Items from a dataset:
· · · · · · ·
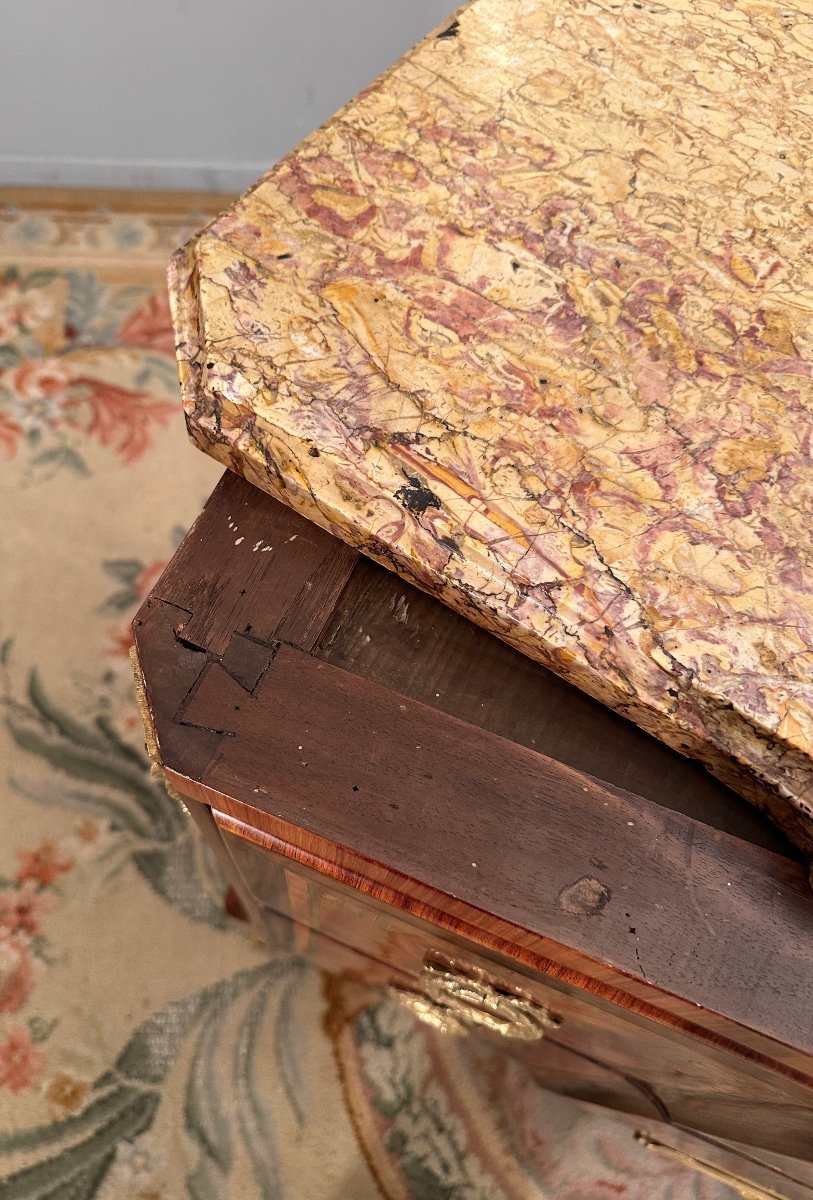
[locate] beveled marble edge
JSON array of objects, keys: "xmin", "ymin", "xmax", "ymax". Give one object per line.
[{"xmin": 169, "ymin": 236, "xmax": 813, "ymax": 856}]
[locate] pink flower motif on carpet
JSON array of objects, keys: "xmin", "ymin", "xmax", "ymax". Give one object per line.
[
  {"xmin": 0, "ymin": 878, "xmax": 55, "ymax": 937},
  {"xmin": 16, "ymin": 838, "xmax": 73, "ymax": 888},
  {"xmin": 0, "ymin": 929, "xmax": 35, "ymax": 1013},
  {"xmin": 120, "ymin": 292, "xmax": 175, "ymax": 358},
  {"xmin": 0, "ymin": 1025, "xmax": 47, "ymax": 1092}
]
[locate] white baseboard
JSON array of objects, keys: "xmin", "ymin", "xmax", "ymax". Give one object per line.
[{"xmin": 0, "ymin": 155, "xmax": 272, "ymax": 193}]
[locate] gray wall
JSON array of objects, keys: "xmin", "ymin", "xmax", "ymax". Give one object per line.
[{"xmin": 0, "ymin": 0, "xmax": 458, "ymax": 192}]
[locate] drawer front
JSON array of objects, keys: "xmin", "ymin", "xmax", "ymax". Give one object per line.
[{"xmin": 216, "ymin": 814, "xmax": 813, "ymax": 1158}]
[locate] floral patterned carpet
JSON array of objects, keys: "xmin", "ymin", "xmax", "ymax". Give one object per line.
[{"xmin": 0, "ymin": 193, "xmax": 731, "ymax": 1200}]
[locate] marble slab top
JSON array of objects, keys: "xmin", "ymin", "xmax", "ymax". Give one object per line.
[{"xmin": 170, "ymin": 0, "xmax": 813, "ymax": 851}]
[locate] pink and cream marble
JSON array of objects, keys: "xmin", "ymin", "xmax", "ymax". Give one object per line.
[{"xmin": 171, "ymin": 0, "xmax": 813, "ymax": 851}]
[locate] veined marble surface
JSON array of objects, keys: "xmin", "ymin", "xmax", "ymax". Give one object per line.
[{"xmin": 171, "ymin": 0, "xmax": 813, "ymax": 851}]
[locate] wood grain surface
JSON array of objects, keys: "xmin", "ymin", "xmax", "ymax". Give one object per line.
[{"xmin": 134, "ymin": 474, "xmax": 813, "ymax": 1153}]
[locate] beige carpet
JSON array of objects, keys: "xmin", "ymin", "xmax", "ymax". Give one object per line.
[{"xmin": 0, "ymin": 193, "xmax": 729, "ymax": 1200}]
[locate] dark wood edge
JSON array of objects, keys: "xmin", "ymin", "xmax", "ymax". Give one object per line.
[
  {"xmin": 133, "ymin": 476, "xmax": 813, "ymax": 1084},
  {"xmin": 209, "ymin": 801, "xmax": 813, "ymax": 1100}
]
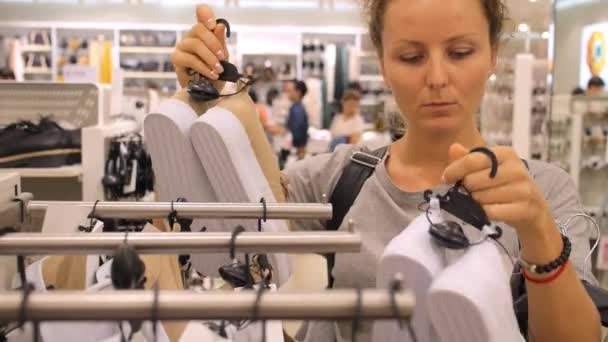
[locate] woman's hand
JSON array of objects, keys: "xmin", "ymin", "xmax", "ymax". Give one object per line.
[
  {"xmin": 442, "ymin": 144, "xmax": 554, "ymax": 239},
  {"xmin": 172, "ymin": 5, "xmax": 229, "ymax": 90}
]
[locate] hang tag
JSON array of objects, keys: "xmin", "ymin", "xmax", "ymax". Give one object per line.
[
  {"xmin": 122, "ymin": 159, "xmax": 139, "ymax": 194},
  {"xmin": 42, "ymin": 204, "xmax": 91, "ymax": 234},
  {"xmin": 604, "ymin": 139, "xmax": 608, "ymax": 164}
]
· · · · · · ·
(Exercise objective): Return every line of the listing above verbatim, leaving out the pictures.

(Task response):
[locate] beveled marble edge
JSON array of objects, keys: "xmin", "ymin", "xmax", "ymax". Give one object per line.
[{"xmin": 169, "ymin": 236, "xmax": 813, "ymax": 856}]
[locate] pink flower motif on carpet
JSON array of objects, keys: "xmin", "ymin", "xmax", "ymax". Give one object per line.
[
  {"xmin": 0, "ymin": 878, "xmax": 55, "ymax": 937},
  {"xmin": 16, "ymin": 838, "xmax": 73, "ymax": 888},
  {"xmin": 0, "ymin": 929, "xmax": 35, "ymax": 1013},
  {"xmin": 120, "ymin": 292, "xmax": 175, "ymax": 358},
  {"xmin": 0, "ymin": 1025, "xmax": 47, "ymax": 1092}
]
[locate] white baseboard
JSON array of objects, keys: "xmin", "ymin", "xmax", "ymax". Give one object per line.
[{"xmin": 0, "ymin": 155, "xmax": 272, "ymax": 193}]
[locate] gray wall
JSON array of objects, keys: "xmin", "ymin", "xmax", "ymax". Give one object per line.
[{"xmin": 0, "ymin": 0, "xmax": 458, "ymax": 192}]
[locate] drawer front
JSON array of objects, keys: "xmin", "ymin", "xmax", "ymax". Give one object per line.
[{"xmin": 216, "ymin": 814, "xmax": 813, "ymax": 1158}]
[locate] floral patterned carpet
JSON array of objects, keys: "xmin", "ymin", "xmax", "ymax". Give one object per line.
[{"xmin": 0, "ymin": 193, "xmax": 731, "ymax": 1200}]
[locate] marble slab top
JSON array of objects, keys: "xmin", "ymin", "xmax", "ymax". Give one object per line.
[{"xmin": 170, "ymin": 0, "xmax": 813, "ymax": 851}]
[locate] pink and cream marble
JSON array of objects, keys: "xmin", "ymin", "xmax", "ymax". Give one object per line.
[{"xmin": 171, "ymin": 0, "xmax": 813, "ymax": 851}]
[locate] veined marble surface
JSON array of objects, keys: "xmin", "ymin", "xmax", "ymax". Give one object per line.
[{"xmin": 171, "ymin": 0, "xmax": 813, "ymax": 851}]
[locate] wood grain surface
JSON array of objects, keys: "xmin", "ymin", "xmax", "ymax". Give one object per line.
[{"xmin": 134, "ymin": 474, "xmax": 813, "ymax": 1153}]
[locate] beige carpet
JSON array of objects, keys: "xmin", "ymin", "xmax", "ymax". Give one object per line.
[{"xmin": 0, "ymin": 193, "xmax": 729, "ymax": 1200}]
[locate] dark wood edge
JSON array of objects, keys: "xmin", "ymin", "xmax", "ymax". Give one object per line.
[
  {"xmin": 133, "ymin": 476, "xmax": 813, "ymax": 1084},
  {"xmin": 209, "ymin": 801, "xmax": 813, "ymax": 1100}
]
[locate] woman's hand
JSON array of objects, keys: "xmin", "ymin", "xmax", "ymax". Give one object per line.
[
  {"xmin": 442, "ymin": 144, "xmax": 554, "ymax": 239},
  {"xmin": 172, "ymin": 5, "xmax": 229, "ymax": 90}
]
[locate] hang tag
JSON array of objects, keys: "xmin", "ymin", "xmax", "ymax". Give one object per line.
[
  {"xmin": 122, "ymin": 159, "xmax": 139, "ymax": 194},
  {"xmin": 42, "ymin": 204, "xmax": 91, "ymax": 234},
  {"xmin": 604, "ymin": 139, "xmax": 608, "ymax": 164}
]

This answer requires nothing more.